### What is expected
Reproduce all of the following records verbatim, line for line.

[Raw records]
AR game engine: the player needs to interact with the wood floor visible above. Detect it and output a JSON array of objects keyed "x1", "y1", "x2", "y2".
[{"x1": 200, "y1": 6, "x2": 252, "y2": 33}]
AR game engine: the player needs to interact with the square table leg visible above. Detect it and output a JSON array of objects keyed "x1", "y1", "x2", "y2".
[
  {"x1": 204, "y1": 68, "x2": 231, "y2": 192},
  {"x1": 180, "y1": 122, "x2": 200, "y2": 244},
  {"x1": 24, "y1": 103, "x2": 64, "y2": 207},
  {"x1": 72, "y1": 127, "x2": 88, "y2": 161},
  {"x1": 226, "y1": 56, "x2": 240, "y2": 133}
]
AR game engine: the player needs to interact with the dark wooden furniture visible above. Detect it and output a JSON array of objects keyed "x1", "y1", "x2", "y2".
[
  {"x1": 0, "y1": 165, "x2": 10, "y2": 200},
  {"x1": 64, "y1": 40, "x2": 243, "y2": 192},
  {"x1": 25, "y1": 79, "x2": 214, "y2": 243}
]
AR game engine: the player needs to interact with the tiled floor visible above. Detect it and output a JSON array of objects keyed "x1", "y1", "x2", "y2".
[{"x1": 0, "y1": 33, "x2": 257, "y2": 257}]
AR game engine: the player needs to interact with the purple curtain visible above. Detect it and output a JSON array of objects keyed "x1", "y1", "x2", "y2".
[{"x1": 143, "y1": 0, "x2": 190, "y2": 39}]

### Exercise response
AR game engine: the player needs to interact with the wood floor visible above. Detect it and output a JSON array of objects keyed "x1", "y1", "x2", "y2".
[{"x1": 200, "y1": 6, "x2": 252, "y2": 33}]
AR game engine: the player needs to interact with the square table leg visible above. Detect it and output a JSON array of objects keyed "x1", "y1", "x2", "y2".
[
  {"x1": 204, "y1": 68, "x2": 231, "y2": 192},
  {"x1": 180, "y1": 122, "x2": 200, "y2": 244},
  {"x1": 24, "y1": 103, "x2": 64, "y2": 207},
  {"x1": 72, "y1": 127, "x2": 88, "y2": 161},
  {"x1": 226, "y1": 56, "x2": 240, "y2": 133}
]
AR game engine: the player needs to interact with the dark wooden furniture visible above. Detect it and output a JSON array of objects keyed "x1", "y1", "x2", "y2".
[
  {"x1": 0, "y1": 165, "x2": 10, "y2": 200},
  {"x1": 64, "y1": 40, "x2": 243, "y2": 192},
  {"x1": 25, "y1": 79, "x2": 214, "y2": 243}
]
AR game engine: the player needs to interact with the tiled floor visible above. Detect it and output a JSON array of objects keyed "x1", "y1", "x2", "y2".
[{"x1": 0, "y1": 33, "x2": 257, "y2": 257}]
AR game engine: the player needs to interact with the purple curtain visible above. Detect it and output a JSON array of objects keyed "x1", "y1", "x2", "y2".
[{"x1": 143, "y1": 0, "x2": 190, "y2": 39}]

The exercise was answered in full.